> _Exercise brief_: The material below must be retyped in full, with every line kept exactly as it is.

==== Provided data ====

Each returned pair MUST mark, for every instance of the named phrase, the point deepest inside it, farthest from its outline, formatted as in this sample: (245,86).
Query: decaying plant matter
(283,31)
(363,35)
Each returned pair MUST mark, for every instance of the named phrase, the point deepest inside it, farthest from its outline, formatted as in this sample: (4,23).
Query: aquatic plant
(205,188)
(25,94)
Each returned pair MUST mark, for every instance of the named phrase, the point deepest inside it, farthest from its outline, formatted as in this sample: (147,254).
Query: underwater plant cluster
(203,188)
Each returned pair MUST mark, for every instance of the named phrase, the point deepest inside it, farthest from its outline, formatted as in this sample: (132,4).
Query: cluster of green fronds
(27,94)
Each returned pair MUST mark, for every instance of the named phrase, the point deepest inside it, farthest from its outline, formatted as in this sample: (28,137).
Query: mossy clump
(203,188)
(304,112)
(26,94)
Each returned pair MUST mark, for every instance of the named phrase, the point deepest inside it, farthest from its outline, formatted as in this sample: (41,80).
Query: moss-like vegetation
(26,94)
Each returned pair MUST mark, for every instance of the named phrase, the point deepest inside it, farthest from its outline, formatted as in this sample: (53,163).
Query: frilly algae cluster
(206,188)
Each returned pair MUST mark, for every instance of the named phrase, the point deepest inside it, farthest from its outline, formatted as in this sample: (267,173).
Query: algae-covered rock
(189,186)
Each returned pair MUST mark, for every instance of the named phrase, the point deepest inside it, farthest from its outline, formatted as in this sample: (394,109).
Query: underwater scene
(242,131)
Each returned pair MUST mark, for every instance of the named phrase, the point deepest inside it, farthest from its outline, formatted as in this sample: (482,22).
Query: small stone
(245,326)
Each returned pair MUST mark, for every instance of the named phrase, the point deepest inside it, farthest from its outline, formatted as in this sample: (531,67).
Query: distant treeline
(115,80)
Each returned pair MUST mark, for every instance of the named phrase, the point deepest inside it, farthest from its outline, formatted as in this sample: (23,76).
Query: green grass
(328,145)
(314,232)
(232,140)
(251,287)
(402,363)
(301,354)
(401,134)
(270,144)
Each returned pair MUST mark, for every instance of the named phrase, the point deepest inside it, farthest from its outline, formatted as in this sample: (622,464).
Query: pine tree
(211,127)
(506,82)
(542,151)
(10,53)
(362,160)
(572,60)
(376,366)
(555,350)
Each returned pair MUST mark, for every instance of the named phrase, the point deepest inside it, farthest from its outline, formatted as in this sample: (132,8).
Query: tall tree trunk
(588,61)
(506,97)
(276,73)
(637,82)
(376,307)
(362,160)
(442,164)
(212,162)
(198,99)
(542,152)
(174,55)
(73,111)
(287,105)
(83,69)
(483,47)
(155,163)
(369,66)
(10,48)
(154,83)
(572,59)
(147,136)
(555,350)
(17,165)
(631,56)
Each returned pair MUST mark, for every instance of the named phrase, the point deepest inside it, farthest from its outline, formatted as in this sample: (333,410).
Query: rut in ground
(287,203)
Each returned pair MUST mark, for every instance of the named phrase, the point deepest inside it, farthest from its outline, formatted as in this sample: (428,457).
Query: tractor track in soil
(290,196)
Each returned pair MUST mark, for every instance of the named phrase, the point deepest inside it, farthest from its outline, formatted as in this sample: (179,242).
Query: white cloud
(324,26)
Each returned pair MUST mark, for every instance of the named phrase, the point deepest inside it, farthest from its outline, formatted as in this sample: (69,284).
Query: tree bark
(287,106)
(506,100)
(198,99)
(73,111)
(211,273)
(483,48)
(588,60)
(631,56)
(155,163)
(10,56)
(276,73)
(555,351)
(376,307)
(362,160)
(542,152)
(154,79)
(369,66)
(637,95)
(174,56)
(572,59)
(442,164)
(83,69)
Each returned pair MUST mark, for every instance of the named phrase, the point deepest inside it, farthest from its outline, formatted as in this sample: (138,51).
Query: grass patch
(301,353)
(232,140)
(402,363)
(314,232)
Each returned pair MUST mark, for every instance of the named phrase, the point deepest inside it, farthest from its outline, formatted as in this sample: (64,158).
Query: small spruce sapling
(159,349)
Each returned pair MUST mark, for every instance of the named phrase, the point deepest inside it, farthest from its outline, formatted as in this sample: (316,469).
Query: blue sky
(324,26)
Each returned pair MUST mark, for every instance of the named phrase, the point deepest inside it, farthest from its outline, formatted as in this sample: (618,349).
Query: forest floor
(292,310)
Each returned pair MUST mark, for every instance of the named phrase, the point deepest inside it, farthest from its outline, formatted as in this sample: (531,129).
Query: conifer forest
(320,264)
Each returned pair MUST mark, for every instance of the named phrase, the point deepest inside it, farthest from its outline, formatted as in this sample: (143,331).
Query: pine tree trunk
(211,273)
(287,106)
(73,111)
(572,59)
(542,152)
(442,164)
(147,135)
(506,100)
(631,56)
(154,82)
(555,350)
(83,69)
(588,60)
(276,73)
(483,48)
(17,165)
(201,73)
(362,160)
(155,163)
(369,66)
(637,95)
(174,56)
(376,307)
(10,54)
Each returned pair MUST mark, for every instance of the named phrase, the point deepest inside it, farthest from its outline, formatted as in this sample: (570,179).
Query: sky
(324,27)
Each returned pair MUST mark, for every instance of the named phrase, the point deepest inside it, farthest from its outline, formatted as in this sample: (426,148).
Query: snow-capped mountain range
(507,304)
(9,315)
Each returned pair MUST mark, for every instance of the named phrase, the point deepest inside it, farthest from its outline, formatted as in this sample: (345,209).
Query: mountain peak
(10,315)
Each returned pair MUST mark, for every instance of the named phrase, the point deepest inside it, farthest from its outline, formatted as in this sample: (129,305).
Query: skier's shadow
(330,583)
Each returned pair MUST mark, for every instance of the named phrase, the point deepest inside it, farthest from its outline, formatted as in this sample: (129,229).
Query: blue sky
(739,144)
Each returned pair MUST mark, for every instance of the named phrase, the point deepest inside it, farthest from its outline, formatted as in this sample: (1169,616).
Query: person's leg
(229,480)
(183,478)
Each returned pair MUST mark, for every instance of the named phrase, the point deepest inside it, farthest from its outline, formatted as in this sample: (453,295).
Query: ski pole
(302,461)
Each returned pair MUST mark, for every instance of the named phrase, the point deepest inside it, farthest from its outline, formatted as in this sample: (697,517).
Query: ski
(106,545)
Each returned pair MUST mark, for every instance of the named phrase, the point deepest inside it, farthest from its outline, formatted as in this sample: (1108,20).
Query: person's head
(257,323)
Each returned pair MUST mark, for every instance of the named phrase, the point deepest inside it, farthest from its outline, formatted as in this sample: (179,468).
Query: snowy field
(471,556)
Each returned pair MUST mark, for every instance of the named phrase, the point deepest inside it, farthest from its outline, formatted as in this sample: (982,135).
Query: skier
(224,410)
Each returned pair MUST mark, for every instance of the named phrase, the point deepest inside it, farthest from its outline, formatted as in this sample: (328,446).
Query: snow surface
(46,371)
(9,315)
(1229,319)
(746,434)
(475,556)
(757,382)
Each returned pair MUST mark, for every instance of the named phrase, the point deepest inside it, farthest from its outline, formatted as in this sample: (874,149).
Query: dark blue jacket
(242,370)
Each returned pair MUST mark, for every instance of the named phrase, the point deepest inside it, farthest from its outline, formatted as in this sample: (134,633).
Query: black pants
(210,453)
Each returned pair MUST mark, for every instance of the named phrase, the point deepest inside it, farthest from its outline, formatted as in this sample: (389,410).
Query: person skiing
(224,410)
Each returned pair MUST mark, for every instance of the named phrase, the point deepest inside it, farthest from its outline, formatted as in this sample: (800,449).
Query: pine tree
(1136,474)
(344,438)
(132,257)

====

> _Answer to this task_:
Each returned pair MUST mark, for every instance of the named phrase, the point deepest inside it, farthest from its outline, formatted as in this sample: (245,86).
Query: decaying plant matter
(283,31)
(363,35)
Each returned pair MUST mark, for every instance of the named phrase, the point deepest inside it, farthest from its outline, formatted as in this sample: (4,23).
Query: aquatic plant
(205,188)
(25,94)
Each returned pair MUST mark, for every instance of the named phrase, the point deepest inside it, farthest from its outline, formatted as in this sample: (147,254).
Query: underwater plant cluster
(203,188)
Each returned pair MUST mark, for every instance of the named phrase, the point deepest inside it, farthest from its outline, formatted as in this sample: (132,4).
Query: cluster of green fronds
(27,94)
Each returned pair MUST mark, for every instance of the named phrase, the point deepest inside it, farthest from its outline, formatted as in this sample: (28,137).
Query: mossy clump
(203,188)
(304,112)
(26,94)
Each returned pair MUST mark, for every instance of the named phrase, the point deepest inside it, farthest from its outline, formatted as in this sample: (41,80).
Query: moss-like vegetation
(26,94)
Each returned pair MUST mark, for every instance of the named phrase, the point deepest inside it, farthest from its outline, formatted as in this sample: (53,163).
Query: frilly algae cluster
(206,188)
Each returned pair MUST mark, for every instance of the named phrase, the point deepest inside it, farthest from its outline, formatted as in this sample: (267,173).
Query: algae-covered rock
(189,186)
Each returned pair MUST mark, for every instance of the named phrase, the point deepest inside it, farthest from its outline, formatted as in this sample: (394,109).
Query: underwater scene
(242,131)
Each returned pair MUST mark, for every instance of the named phrase, the point deepest inside it, farthest from its outline, formatted as in this sample: (482,22).
Query: small stone
(245,326)
Each returned pair MUST mark, for every instance of the named phrase, the point deepest inside it, farthest from its outline, formatted as in this sample: (531,67).
Query: distant treeline
(115,80)
Each returned pair MUST mark, for every instance of the named phrase, the point deepest inside it, farthest from its outline, formatted as in this sample: (23,76).
Query: green grass
(328,145)
(314,232)
(232,140)
(251,287)
(402,363)
(301,354)
(401,134)
(270,144)
Each returned pair MUST mark, for every instance of the named phrase, the point deepest inside it, farthest from its outline, formatted as in this sample: (622,464).
Query: pine tree
(211,127)
(506,82)
(542,151)
(10,53)
(362,160)
(572,60)
(376,366)
(555,350)
Each returned pair MUST mark, for every instance of the named phrase, the point deepest inside it, farthest from its outline, formatted as in this sample: (132,8).
Query: tall tree trunk
(588,61)
(506,97)
(276,73)
(637,82)
(376,307)
(362,160)
(442,164)
(212,162)
(198,99)
(542,152)
(174,55)
(73,111)
(287,105)
(83,69)
(483,47)
(155,163)
(369,66)
(10,48)
(154,83)
(572,59)
(147,136)
(555,350)
(17,165)
(631,56)
Each returned pair MUST mark, for every instance of the named phrase, the point deepest inside it, farthest from its outline, formatted as in this sample: (333,410).
Query: rut in ground
(287,203)
Each returned pair MUST mark, for every instance of the named phrase, the point deepest inside it, farthest from its outline, formatted as in this sample: (428,457).
Query: tractor track in soil
(290,196)
Each returned pair MUST mark, for every instance of the named phrase, the point deepest inside it, farthest from its outline, formatted as in this sample: (179,242).
Query: white cloud
(324,26)
Each returned pair MUST mark, for every instance of the named phrase, the point deepest inside it, farthest from its outline, formatted as in this sample: (69,284).
Query: tree bark
(287,106)
(506,100)
(198,99)
(73,111)
(211,273)
(483,48)
(588,60)
(631,56)
(155,163)
(10,56)
(276,73)
(555,351)
(376,307)
(362,160)
(542,152)
(154,79)
(369,66)
(637,95)
(174,56)
(572,59)
(442,164)
(83,69)
Each returned pair MUST mark, for every instance of the named phrase, the point deepest inside it, farthest from its outline, formatted as in this sample: (138,51).
Query: grass patch
(301,353)
(232,140)
(402,363)
(314,232)
Each returned pair MUST mark, for every instance of the named phrase, the point deepest inside it, farthest from its outline, formatted as in this sample: (64,158).
Query: small spruce sapling
(159,349)
Each returned pair MUST mark, for every instance of the named phrase, the point deepest inside it, farthest from its outline, formatted as in this sample: (316,469).
Query: blue sky
(324,26)
Each returned pair MUST mark, for every instance of the named phrase, the point deepest inside it, farthest from its outline, formatted as in this sample: (618,349).
Query: forest floor
(292,310)
Each returned pair MUST mark, for every instance of the named phrase, the point deepest inside it, farthest from its outline, formatted as in this sample: (531,129).
Query: conifer forest
(320,264)
Each returned pair MUST mark, for every instance of the named phrase, the point deepest inside it, farthest from its outline, formatted as in this sample: (143,331).
Query: pine tree trunk
(211,273)
(287,106)
(73,111)
(572,59)
(542,152)
(442,164)
(147,135)
(506,100)
(631,56)
(154,82)
(555,350)
(83,69)
(588,60)
(276,73)
(483,48)
(17,165)
(201,73)
(362,160)
(155,163)
(369,66)
(637,95)
(174,56)
(376,307)
(10,54)
Each returned pair MUST mark, for every instance of the named phrase, the point deepest inside it, farthest from its outline, formatted as in this sample: (570,179).
Query: sky
(324,27)
Each returned pair MUST mark, for every instance of the named phrase, the point deepest inside it, farthest from its outline, formatted as in this sample: (426,148).
Query: snow-capped mountain range
(507,304)
(9,315)
Each returned pair MUST mark, for every instance of the named phrase, the point deepest inside it, farthest from its outline, formatted as in this sample: (345,209).
Query: mountain peak
(10,315)
Each returned pair MUST mark, for every instance of the named phrase, the point deepest inside it, farthest from its outline, formatted as in this sample: (129,305).
Query: skier's shadow
(330,583)
Each returned pair MUST mark, for every instance of the named phrase, the point deepest inside it, farthest from its outline, formatted as in this sample: (129,229).
Query: blue sky
(739,144)
Each returned pair MUST mark, for every instance of the named phrase, the point deepest inside it, farthest from its outline, formatted as in this sample: (1169,616).
Query: person's leg
(229,480)
(183,478)
Each returned pair MUST mark, for every instance of the named phrase, the point deepest inside it, farthest from its outline, formatted as in this sample: (453,295).
Query: ski pole
(302,461)
Each returned pair MUST mark, for every instance of the named phrase, the point deepest inside it, farthest from its outline, formatted as in this sample: (697,517).
Query: ski
(106,545)
Each returned pair MUST mark, for every instance of the named phrase, the point deepest inside it, farthest from its outline, formatted as in this sample: (1108,20).
Query: person's head
(257,323)
Each returned pair MUST mark, for every instance of the named phrase, the point deepest inside it, farthest from its outline, formatted as in this sample: (179,468).
Query: snowy field
(471,556)
Each returned pair MUST mark, for every instance of the named phrase, the point deepest inside it, farthest from its outline, formatted as in this sample: (982,135).
Query: skier
(224,410)
Each returned pair MUST mark, for every instance of the named phrase, the point deepest inside it, farthest from its outline, formatted as in this sample: (328,446).
Query: snow surface
(46,371)
(9,315)
(1229,319)
(746,434)
(475,556)
(757,382)
Each returned pair MUST mark, for every instance of the named phrase, the point deepest inside it, farthest from its outline, formatted as in this sample: (874,149).
Query: dark blue jacket
(242,370)
Each returned pair MUST mark, for every instance of the named phrase, the point deepest inside it, farthest from its outline, formatted as in this sample: (134,633).
Query: black pants
(210,453)
Each returned pair MUST mark, for every instance of the named phrase, the point deepest inside it, farthest from its outline, formatted as in this sample: (389,410).
Query: person skiing
(224,410)
Each returned pair MUST mark, for every instance of the named phrase, the point deepest inside it, farthest from its outline, formatted as in this sample: (800,449).
Query: pine tree
(1136,474)
(344,438)
(132,257)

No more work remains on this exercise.